Aangeleverd fragment —
>>>

Academische Vaardigheden Sociale Geografie en Planologie

Reflectieverslag

In de opleiding zijn er verschillende momenten waarop je gevraagd wordt om te reflecteren. We onderscheiden daarbij ‘reflectie op inhoud’ en ‘reflectie op proces’. Het schrijven van de discussie van een paper of je scriptie is een voorbeeld van ‘reflectie op inhoud’. Hierbij reflecteer je op de wijze waarop de conclusies tot stand zijn gekomen. Een ander type reflectie is die op ‘proces’. Aan het eind van een cursus, na het afronden van een groepsproject, of als afsluiting van een stage volgt regelmatig een reflectieverslag. Reflecteren houdt in dat je nagaat waarom je iets op een bepaalde manier doet, en je eigen handelen en gedrag daarbij. Het gaat daarbij niet zozeer om een evaluatie, in de zin van ‘goed’ of ‘niet goed’, maar vooral naar de betekenis van die ervaring voor jou, je eigen leermomenten daarbij en een blik naar de toekomst: wat betekent deze ervaring voor projecten die nog komen gaan? Een reflectieverslag schrijf je dan ook in de ‘ik’-vorm.

<<<

Gegevensregels —
>>>

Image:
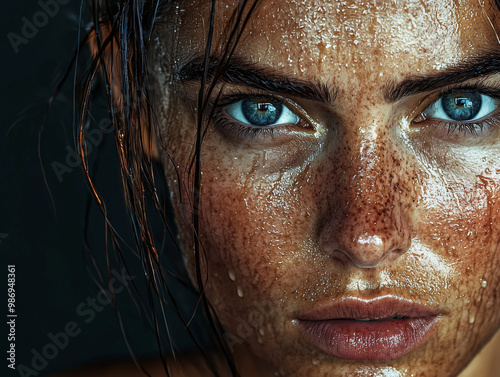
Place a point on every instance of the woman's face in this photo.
(350, 172)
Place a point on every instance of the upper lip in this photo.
(376, 308)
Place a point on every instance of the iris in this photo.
(461, 106)
(261, 113)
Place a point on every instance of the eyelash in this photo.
(474, 127)
(232, 127)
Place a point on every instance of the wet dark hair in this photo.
(122, 39)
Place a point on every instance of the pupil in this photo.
(462, 106)
(261, 113)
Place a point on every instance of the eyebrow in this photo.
(242, 72)
(471, 68)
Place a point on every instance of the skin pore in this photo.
(364, 191)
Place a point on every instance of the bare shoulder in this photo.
(187, 365)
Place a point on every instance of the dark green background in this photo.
(44, 236)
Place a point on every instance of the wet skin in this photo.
(367, 195)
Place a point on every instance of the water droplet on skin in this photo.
(240, 291)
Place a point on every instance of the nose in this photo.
(367, 216)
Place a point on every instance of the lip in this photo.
(339, 330)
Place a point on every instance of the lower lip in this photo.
(371, 340)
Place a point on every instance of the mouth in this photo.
(381, 329)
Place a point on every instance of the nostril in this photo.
(370, 240)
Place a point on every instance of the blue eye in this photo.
(461, 106)
(261, 112)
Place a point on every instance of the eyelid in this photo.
(238, 94)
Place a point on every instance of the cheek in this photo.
(462, 222)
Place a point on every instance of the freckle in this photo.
(240, 291)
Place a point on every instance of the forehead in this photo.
(374, 37)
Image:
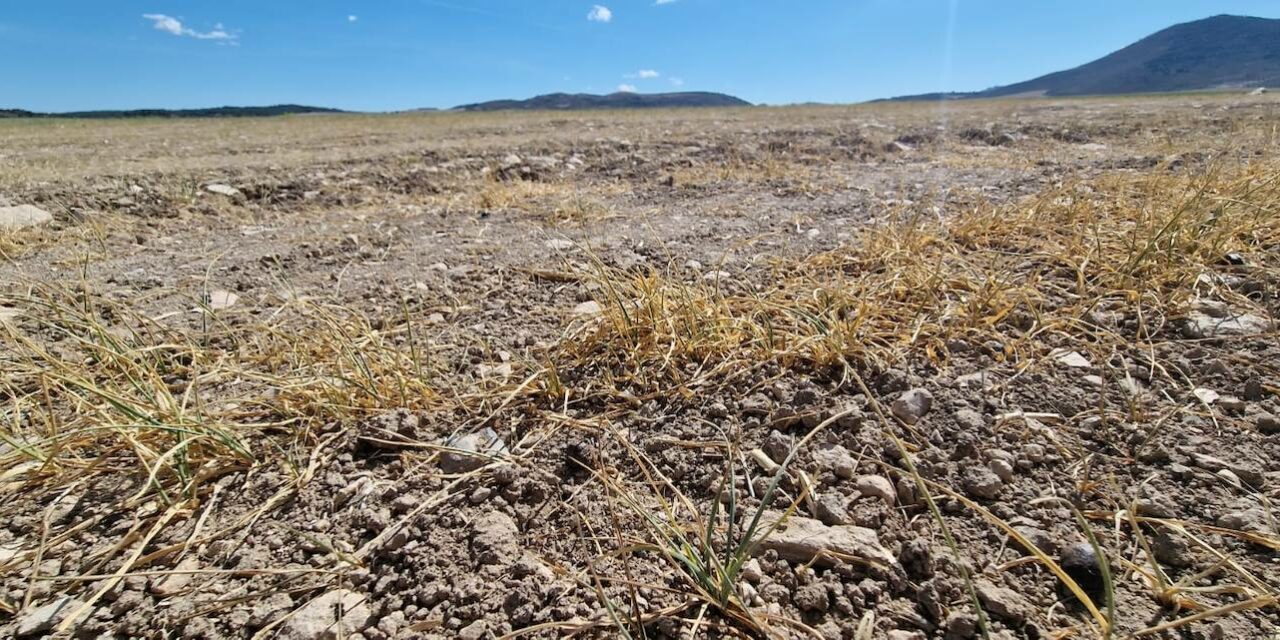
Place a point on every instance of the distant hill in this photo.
(1224, 51)
(218, 112)
(620, 100)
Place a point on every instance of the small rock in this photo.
(1251, 475)
(897, 634)
(981, 481)
(777, 447)
(1206, 396)
(45, 618)
(809, 540)
(835, 458)
(812, 598)
(969, 420)
(471, 451)
(494, 539)
(224, 190)
(1215, 320)
(832, 508)
(23, 215)
(220, 300)
(177, 581)
(961, 625)
(1232, 405)
(474, 631)
(1004, 603)
(877, 487)
(1269, 424)
(913, 405)
(1072, 359)
(1255, 391)
(1002, 470)
(588, 309)
(1080, 562)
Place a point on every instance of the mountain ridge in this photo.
(1217, 53)
(618, 100)
(214, 112)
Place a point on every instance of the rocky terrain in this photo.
(906, 371)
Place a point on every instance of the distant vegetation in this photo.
(218, 112)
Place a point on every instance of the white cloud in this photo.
(173, 26)
(599, 13)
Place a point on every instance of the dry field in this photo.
(997, 370)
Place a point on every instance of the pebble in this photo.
(800, 539)
(471, 451)
(223, 190)
(832, 508)
(913, 405)
(1232, 405)
(220, 300)
(494, 538)
(777, 446)
(812, 598)
(44, 618)
(22, 216)
(474, 631)
(1267, 424)
(837, 460)
(981, 481)
(1002, 470)
(588, 309)
(877, 487)
(178, 581)
(969, 420)
(1082, 563)
(1002, 603)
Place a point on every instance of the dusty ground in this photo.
(247, 414)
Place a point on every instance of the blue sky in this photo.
(403, 54)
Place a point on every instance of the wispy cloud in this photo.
(599, 13)
(173, 26)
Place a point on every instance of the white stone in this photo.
(800, 539)
(588, 309)
(1072, 359)
(23, 215)
(220, 300)
(223, 190)
(334, 615)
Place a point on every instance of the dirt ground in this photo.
(481, 375)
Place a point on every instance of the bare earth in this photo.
(474, 375)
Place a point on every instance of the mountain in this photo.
(1224, 51)
(218, 112)
(620, 100)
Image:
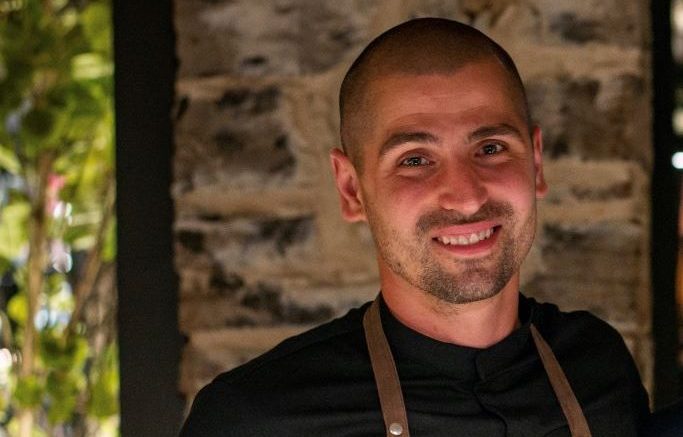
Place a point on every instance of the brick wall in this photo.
(261, 251)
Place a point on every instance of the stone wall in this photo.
(261, 250)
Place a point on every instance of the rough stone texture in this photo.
(261, 250)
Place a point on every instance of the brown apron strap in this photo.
(386, 376)
(565, 395)
(389, 387)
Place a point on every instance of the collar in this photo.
(415, 352)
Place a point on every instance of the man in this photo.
(441, 160)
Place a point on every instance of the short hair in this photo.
(418, 46)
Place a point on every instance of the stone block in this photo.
(593, 118)
(221, 253)
(584, 21)
(236, 136)
(599, 267)
(209, 353)
(264, 37)
(278, 303)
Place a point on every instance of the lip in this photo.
(457, 230)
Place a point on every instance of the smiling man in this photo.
(440, 158)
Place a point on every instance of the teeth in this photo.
(465, 240)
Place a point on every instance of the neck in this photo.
(477, 324)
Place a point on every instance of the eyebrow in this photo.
(502, 129)
(400, 138)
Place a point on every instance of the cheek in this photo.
(514, 186)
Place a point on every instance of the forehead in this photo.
(475, 93)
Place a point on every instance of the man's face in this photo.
(449, 184)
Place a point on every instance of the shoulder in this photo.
(242, 401)
(598, 364)
(580, 329)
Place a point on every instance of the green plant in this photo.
(56, 216)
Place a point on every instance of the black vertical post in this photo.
(149, 341)
(665, 198)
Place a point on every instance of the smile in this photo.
(466, 239)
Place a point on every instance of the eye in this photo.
(414, 161)
(491, 149)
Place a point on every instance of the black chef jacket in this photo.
(320, 383)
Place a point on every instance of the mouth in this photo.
(468, 240)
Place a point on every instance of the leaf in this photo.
(8, 160)
(17, 308)
(28, 392)
(13, 232)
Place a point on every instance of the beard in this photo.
(457, 281)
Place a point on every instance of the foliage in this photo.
(58, 358)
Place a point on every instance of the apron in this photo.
(389, 387)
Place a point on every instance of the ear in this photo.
(348, 186)
(541, 185)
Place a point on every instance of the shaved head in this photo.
(417, 47)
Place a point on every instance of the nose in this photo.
(461, 188)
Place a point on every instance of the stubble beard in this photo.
(466, 281)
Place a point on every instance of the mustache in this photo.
(443, 218)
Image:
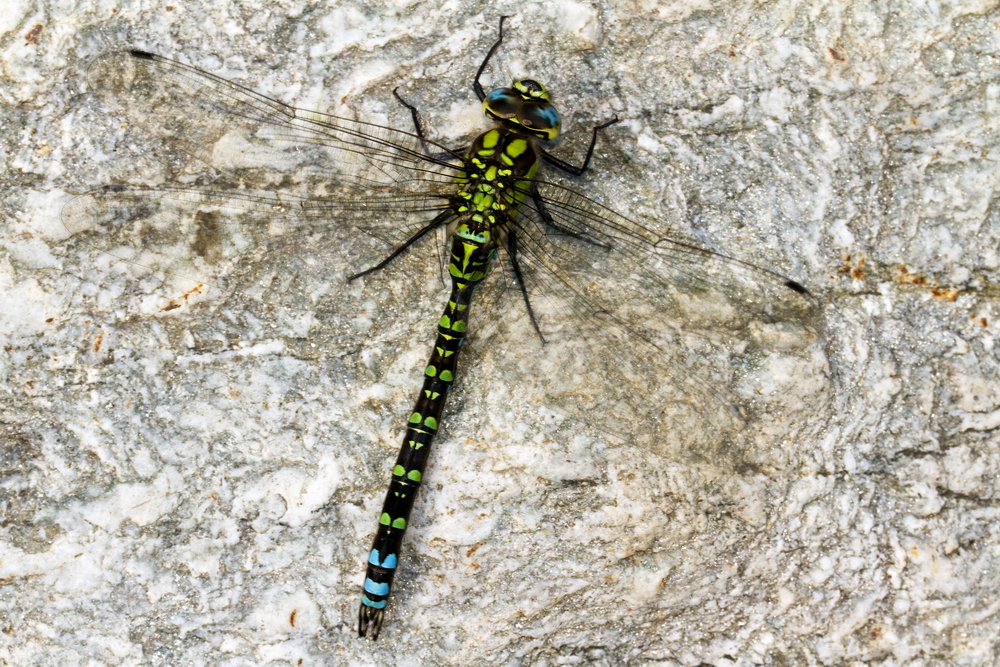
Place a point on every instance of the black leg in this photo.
(442, 218)
(445, 155)
(571, 169)
(519, 277)
(476, 86)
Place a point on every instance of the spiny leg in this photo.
(476, 86)
(572, 169)
(415, 115)
(441, 219)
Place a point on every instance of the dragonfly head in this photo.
(525, 106)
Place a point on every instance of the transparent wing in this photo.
(347, 189)
(235, 129)
(650, 319)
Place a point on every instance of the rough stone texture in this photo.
(199, 487)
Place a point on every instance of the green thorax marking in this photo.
(499, 166)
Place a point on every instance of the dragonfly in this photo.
(375, 197)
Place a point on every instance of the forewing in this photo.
(658, 317)
(233, 128)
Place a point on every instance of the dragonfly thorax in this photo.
(525, 106)
(498, 169)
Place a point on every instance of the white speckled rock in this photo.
(183, 489)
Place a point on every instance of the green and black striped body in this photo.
(490, 188)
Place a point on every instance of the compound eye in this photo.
(541, 119)
(502, 103)
(531, 89)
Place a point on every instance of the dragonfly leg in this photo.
(549, 221)
(415, 115)
(442, 218)
(573, 169)
(519, 277)
(476, 86)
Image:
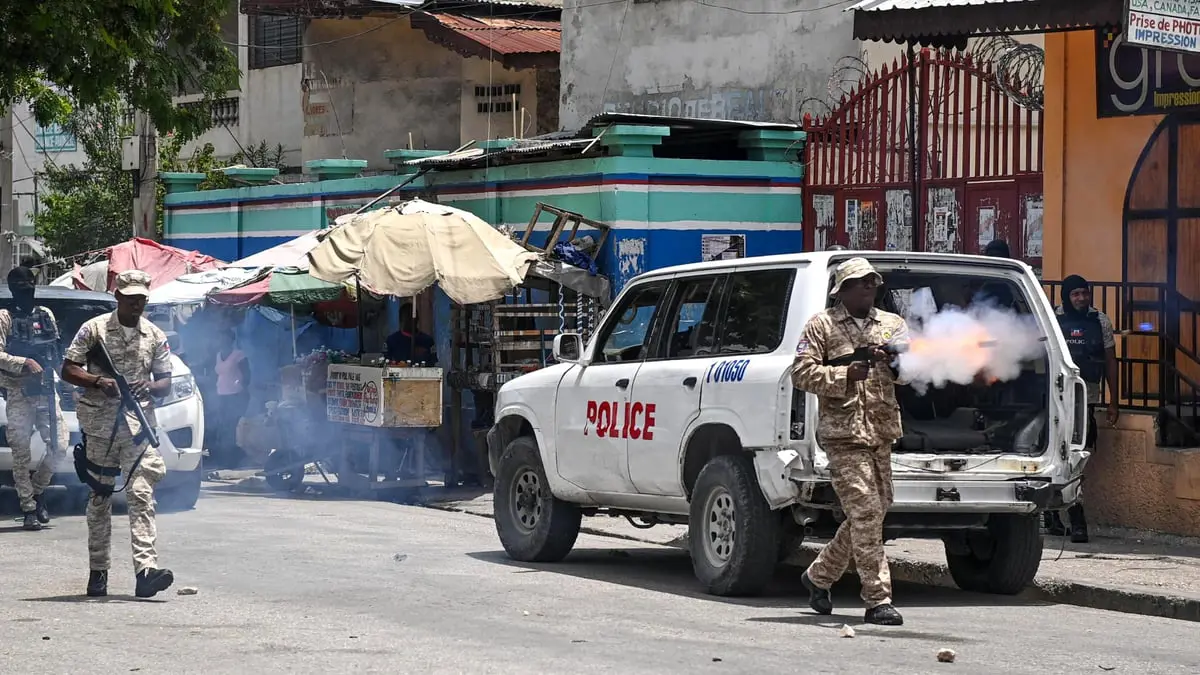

<<<

Uit te voeren opdracht — Schrijf de tekst over het reflectieverslag verder vanaf het punt waar hij ophoudt.

Antwoord opdracht —
In de opleiding worden verschillende instructies gegeven voor het reflectieverslag. Hieronder lichten we er twee uit.  

In de cursus Stage word je voorafgaand aan de stage getraind in het schrijven van een – diepgaande – reflectie op eigen handelen. Hierbij maken we gebruik van het STARR-model (Situatie, Taak, Aanpak, Resultaat en Reflectie) om (meer) betekenis te geven aan de ervaringen die je tijdens de stage opdoet. Door alle stappen van de STARR-Methode te volgen en per stap zo expliciet en concreet mogelijk te beschrijven wat er bij iedere stap voor jou gebeurde, wordt het voor iedereen helder wat jouw situatie was, wat jouw taak in de desbetreffende situatie was, hoe je deze taak hebt aangepakt, wat het resultaat was, en hoe je daar op terugkijkt (reflectie): wat maakt de situatie betekenisvol voor jou? De volgende vragen kunnen handvaten bieden voor het schrijven van het reflectieverslag:  

  • Beschrijf de Situatie: met wie, waar, wat, wanneer, hoe? 
  • Geef aan wat jouw Taak was in de situatie met je deed:  
  • Hoe heb je gehandeld om dat wat jij moest doen zo goed mogelijk uit te voeren (Aanpak)? Wat deed je? Waarom deed je dat? Hoe voelde jij je toen?  
  • Wat heeft jouw handelen je opgeleverd (Resultaat)? Wat vroeg dit van je? Wat neem je jezelf voor als je nog eens in een dergelijke situatie terecht komt?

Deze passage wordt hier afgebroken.